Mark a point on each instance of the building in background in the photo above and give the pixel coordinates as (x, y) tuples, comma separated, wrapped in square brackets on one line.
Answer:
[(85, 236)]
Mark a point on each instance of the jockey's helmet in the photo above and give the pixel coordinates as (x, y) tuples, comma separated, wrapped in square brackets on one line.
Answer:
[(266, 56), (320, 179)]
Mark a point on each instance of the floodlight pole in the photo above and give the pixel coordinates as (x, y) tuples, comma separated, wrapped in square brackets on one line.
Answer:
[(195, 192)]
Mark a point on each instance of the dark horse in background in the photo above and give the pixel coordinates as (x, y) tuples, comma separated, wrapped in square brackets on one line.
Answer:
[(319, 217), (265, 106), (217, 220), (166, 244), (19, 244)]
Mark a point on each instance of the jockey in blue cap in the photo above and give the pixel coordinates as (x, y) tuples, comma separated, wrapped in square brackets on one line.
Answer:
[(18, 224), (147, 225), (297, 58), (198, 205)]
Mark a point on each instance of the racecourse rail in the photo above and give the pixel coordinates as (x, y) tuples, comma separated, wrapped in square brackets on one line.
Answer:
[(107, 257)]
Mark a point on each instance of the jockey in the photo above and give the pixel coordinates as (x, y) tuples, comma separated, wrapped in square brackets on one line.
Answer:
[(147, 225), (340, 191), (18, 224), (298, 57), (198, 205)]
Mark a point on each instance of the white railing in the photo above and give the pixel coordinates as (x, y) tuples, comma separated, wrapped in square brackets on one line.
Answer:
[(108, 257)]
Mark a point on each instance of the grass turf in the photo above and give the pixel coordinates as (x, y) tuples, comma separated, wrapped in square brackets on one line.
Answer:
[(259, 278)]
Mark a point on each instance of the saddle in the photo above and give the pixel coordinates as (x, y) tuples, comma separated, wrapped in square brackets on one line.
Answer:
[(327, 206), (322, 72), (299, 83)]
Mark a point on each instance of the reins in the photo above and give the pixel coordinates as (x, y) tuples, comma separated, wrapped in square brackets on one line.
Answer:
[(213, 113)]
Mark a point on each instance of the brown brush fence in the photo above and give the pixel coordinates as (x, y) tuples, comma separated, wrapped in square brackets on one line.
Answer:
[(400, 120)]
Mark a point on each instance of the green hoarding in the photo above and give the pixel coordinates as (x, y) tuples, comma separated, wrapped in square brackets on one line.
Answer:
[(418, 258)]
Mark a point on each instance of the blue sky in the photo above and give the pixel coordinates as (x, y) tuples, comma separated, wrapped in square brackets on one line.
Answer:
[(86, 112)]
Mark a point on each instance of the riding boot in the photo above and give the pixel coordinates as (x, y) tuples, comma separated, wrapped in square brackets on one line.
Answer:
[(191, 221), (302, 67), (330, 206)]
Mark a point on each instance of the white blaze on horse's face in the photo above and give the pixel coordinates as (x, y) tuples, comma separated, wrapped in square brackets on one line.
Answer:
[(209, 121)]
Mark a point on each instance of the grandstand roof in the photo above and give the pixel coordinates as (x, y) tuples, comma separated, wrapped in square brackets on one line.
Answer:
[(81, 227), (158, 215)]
◇ ◇ ◇ ◇ ◇
» Set task: Copy all of the data above line for line, with no changes.

» Exercise solution:
Mark a point on each instance of the building in background in the photo above and give the pixel coordinates as (x, y) tuples, comma separated, wrapped in square brackets on one line.
Answer:
[(85, 236)]
Mark a point on each instance of the jockey's helmet in the photo above and give the pixel coordinates as (x, y) tuples, comma separated, wrapped in square brackets on one line.
Answer:
[(266, 56), (320, 179)]
Mark a point on each instance of the floodlight pole in the photo above and give the pixel coordinates as (x, y) tuples, comma separated, wrapped in square brackets on one line.
Answer:
[(195, 192)]
Mark a point on each instance of the dark horse in background in the photo above and give the pixel coordinates as (x, y) tuples, comma separated, wrapped in square brackets on one line.
Answer:
[(319, 217), (265, 106), (217, 220), (166, 244), (19, 244)]
Mark a point on each instance of the jockey in blue cap in the photo above and give the pixel coordinates as (x, y) tuples, comma separated, wrapped in square brackets on one line.
Answer:
[(18, 224), (147, 225), (297, 58), (198, 205)]
Mark a point on each instance of the racecourse rail in the photo above and give the pixel coordinates as (x, y) tuples, comma separated, wrapped in square brackets on one line.
Answer:
[(107, 257)]
Mark a point on each instance of the jockey in the photo above and give the pixel coordinates as (x, y) tuples, comma separated, wrapped in square brackets on one line.
Answer:
[(147, 225), (340, 191), (18, 224), (298, 57), (198, 205)]
Mark a point on each instance of the white railing in the photo above and give the pixel coordinates as (x, y) tuples, comma separated, wrapped in square brackets on one line.
Answer:
[(108, 257)]
Mark a point on each instance of the grass turf in the photo above and give the pixel coordinates as (x, y) tuples, comma separated, wrapped in square brackets on one line.
Answer:
[(259, 278)]
Mark a point on each instance of the saddle in the photo above and give the pixel coordinates as (x, y) tuples, comma separated, wrapped in square brackets on one line.
Answer:
[(327, 206), (322, 72), (299, 83)]
Mark a point on each instance of the reins in the photo above and give the pixel coordinates as (x, y) tuples, comma separated, wrapped in square brackets on one line.
Answer:
[(213, 113)]
Mark a point on each instance of the brown brush fence in the photo above and give the pixel coordinates as (x, y) tuples, comma separated, wrapped in square brackets on one line.
Answer:
[(400, 120)]
Mark a point on each instance of the green hoarding in the photo above and give the pixel coordinates as (x, y) tuples, comma separated, wrapped in square brackets on one line.
Answer:
[(418, 258)]
Mark a point on each instance of the blue sky in the photo above and give the pixel coordinates as (x, y) tuples, comma separated, wrapped in square brackets on one line.
Answer:
[(86, 112)]
Mark a point on each instance of the riding boot in the photo above and give the pixel coordinates as (x, y) tuples, comma separated, wrapped in square brackets on one line.
Answer:
[(191, 221), (302, 67), (330, 206)]
Mark a point on each instance of the white blaze on horse's face in the photo above and give the pixel coordinates as (x, y) tuples, comma separated, wrapped in square brackets on one line.
Answer:
[(209, 121)]
Mark a point on each instance of the grandstand roof in the photo above and give the pixel coordinates as (x, y) tuples, comma separated, wrapped in square brackets on one line.
Answer:
[(81, 227), (158, 215)]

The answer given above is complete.